ФРАГМЕНТ ТЕКСТА -
**********

Нетрудно заметить, что нынешняя геополитика лидирующих держав в своих основных чертах исходит именно из концепции Хантингтона. Действия Соединенных Штатов и их союзников в Югославии, Ираке и Афганистане, занесения ряда стран (Северной Кореи, Ирана, Ливии) в «список изгоев», против которых может быть применена военная сила, поспешное расползание НАТО по Восточной Европе с одновременным проникновением самих США в Грузию, Азербайджан и Среднюю Азию, почти насильственное «вскрытие» (либерализация) экономики государств Третьего мира с помощью ключей-кредитов, предоставляемых лишь на определенных условиях – все это слишком хорошо вписывается в концепцию Хантингтона, чтобы быть простым совпадением.
Запад, Европа и США, действительно втягиваются в войну цивилизаций и рассчитывают ее выиграть, используя свое нынешнее военное и экономическое превосходство.
Это стратегия «продолженного настоящего», стратегия удержания распадающихся «теневых реалий». Подлинного будущего, будущего, имеющего перспективу, она не создает.
Рим и варвары
Если отбросить частности, заслоняющие суть идущих сейчас глобальных процессов, то западная версия бытия выглядит следующим образом.
Существует когнитивное общество: Соединенные Штаты, Европа и примыкающие к ним «родственные государства» – мир завтрашних технологий, мир высокого уровня жизни. Этот мир опирается на «штабную экономику» («экономику знаний», экономику, управляющую экономиками), концентрируя в своем ареале практически весь интеллектуальный и духовный потенциал. И существует индустриальное общество – мир низкого уровня жизни, промышленная зона западных стран, источник сырья, источник кадров, источник дешевой рабочей силы.
Экономическими посредниками, регулирующими отношения двух разных миров, будут являться мощные внегосударственные организации: транснациональные корпорации, Международный валютный фонд, Всемирная торговая организация и другие. Они будут извлекать прибыль из разницы между дешевым производством в индустриальном мире и высокой ценой конечного продукта на Западе, продаваемого большей частью опять-таки в индустриальный мир, и направлять эту прибыль на поддержание и развитие «когнитивного общества».
Гарантом же подобного устройства мира станут военные силы Запада, готовые «навести порядок» в любой точке земного шара.

**********

УСЛОВИЕ ЗАДАЧИ -
Продолжите фрагмент о западной модели мироустройства, начав сразу после его последнего предложения.

Сохранённые записи -

**********

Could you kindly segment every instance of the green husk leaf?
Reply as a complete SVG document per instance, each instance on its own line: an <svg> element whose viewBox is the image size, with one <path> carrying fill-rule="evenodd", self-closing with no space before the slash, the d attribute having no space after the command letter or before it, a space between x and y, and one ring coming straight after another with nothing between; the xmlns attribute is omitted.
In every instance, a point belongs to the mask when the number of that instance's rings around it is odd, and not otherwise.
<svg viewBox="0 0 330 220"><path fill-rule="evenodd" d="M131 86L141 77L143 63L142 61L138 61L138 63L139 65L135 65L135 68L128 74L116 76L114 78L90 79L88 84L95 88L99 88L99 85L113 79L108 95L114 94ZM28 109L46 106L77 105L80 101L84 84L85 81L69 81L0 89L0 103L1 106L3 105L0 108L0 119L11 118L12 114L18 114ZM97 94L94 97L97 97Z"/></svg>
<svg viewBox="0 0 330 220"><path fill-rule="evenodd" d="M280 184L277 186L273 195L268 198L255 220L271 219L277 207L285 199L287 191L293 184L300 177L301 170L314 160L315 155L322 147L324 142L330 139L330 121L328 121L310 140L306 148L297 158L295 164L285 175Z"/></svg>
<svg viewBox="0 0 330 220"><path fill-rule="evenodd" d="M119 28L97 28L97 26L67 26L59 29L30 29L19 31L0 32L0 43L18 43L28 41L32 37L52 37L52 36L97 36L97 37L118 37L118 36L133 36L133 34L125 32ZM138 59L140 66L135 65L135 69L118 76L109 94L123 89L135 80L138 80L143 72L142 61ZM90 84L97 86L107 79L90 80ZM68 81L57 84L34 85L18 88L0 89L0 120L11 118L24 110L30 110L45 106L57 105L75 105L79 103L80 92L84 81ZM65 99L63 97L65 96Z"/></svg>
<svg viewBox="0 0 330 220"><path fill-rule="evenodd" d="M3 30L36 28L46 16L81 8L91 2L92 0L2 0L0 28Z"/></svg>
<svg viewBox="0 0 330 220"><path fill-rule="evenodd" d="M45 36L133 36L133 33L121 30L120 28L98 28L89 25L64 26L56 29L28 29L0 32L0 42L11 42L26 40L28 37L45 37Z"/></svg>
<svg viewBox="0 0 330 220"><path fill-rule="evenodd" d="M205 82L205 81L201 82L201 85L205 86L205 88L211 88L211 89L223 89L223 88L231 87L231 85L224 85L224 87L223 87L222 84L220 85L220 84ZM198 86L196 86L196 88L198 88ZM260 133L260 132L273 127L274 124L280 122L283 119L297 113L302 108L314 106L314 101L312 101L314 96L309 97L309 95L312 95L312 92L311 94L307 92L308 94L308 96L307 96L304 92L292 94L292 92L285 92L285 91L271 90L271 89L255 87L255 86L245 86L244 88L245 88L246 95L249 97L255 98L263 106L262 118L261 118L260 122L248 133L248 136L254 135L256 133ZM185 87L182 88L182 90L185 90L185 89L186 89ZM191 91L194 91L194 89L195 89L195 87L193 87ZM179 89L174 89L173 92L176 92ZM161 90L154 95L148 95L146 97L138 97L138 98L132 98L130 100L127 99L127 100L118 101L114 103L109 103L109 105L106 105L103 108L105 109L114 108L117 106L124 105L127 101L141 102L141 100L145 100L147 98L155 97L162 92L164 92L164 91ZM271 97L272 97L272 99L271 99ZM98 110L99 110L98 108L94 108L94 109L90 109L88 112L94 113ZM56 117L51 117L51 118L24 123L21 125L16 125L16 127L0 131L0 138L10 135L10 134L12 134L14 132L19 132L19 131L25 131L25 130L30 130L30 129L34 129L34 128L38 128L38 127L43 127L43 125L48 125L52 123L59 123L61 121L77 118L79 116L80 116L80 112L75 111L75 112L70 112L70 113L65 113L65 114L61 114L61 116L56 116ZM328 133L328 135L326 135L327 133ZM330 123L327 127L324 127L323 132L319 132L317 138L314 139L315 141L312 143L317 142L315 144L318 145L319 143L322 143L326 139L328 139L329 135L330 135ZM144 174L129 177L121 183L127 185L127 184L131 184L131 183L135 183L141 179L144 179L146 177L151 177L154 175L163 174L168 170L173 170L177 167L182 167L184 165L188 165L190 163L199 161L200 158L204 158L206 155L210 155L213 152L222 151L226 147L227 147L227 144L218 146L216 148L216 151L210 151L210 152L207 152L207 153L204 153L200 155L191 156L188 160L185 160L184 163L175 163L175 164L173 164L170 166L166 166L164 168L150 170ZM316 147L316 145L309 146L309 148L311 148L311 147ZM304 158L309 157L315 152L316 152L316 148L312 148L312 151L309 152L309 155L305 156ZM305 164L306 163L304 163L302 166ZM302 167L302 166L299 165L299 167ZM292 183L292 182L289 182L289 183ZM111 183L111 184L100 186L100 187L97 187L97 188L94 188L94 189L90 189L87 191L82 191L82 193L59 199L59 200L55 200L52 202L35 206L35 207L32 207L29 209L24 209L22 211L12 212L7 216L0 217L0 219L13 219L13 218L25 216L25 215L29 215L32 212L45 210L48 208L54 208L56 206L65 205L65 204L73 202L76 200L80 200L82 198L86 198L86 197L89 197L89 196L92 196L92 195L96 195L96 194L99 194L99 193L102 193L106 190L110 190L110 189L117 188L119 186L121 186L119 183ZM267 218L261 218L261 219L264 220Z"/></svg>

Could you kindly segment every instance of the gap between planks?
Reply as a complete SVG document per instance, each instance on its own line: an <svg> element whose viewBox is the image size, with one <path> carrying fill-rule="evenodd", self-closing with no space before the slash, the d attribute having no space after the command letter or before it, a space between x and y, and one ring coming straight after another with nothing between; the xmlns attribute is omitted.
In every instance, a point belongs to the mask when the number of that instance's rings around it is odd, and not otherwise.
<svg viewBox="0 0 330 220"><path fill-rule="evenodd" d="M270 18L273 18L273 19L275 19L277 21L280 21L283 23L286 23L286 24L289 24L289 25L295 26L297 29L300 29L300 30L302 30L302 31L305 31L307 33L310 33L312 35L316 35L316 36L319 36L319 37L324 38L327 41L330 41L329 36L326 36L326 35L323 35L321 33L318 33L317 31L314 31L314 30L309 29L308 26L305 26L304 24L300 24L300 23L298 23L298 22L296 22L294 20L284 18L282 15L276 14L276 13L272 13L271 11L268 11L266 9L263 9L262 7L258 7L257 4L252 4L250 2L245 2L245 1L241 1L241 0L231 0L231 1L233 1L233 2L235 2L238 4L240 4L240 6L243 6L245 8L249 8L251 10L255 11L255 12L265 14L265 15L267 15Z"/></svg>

**********

ОТВЕТ НИЖЕ -
Фактически, это концепция «золотого» и «черного» миллиардов, концепция «новой буржуазии» и «нового пролетариата». Меньшая часть человечества будет жить в будущем, пользуясь всеми благами, которые накопила к этому времени цивилизация: «патрицианский» уровень жизни, свобода перемещений, личная медицина, способствующая долголетию и омоложению, мгновенный доступ к любой информации и развлечениям, а большая часть человечества останется в «диком» прошлом, где будут существовать реальная нищета, неграмотность, эпидемии, диктаторские режимы, конфликты на этнической или религиозной почве.
Такая «версия бытия» вряд ли по-настоящему осуществима. Она соотносится с конкретной реальностью так же, как теория коммунизма, «светлого будущего всего человечества», с практикой социализма в СССР, как первоначальные представления о Царстве Божьем с крестовыми походами, инквизицией и нынешними кровавыми религиозными распрями.
Можно указать по крайней мере на два фактора, свидетельствующих о том, что западная цивилизация приближается к катастрофе.
Во-первых, это «вечное желание варваров сокрушить Рим». На языке социопсихологии это называется «стремлением к справедливости». Неравноправность экономических отношений Запада с Третьим миром вполне очевидна: одни только Соединенные Штаты потребляют около 40 – 45% всех мировых ресурсов, это при том, что население их составляет менее 5% общей численности человечества. Колоссальное количество ресурсов поглощает Европа. Что-то приходится на долю Японии и «близких Западу стран». В результате Третьему миру остаются такие крохи, которых не хватает даже на поддержание чисто биологического существования. Иллюстрацией здесь может служить пример Индии, где несмотря на интенсивно осуществляемую модернизацию производства, сотни тысяч людей в крупных промышленных центрах вынуждены обитать прямо на тротуарах, не имея представления о том, что такое собственное жилье. За каждой семьей закреплен свой участок, который переходит «по наследству» из поколения в поколение.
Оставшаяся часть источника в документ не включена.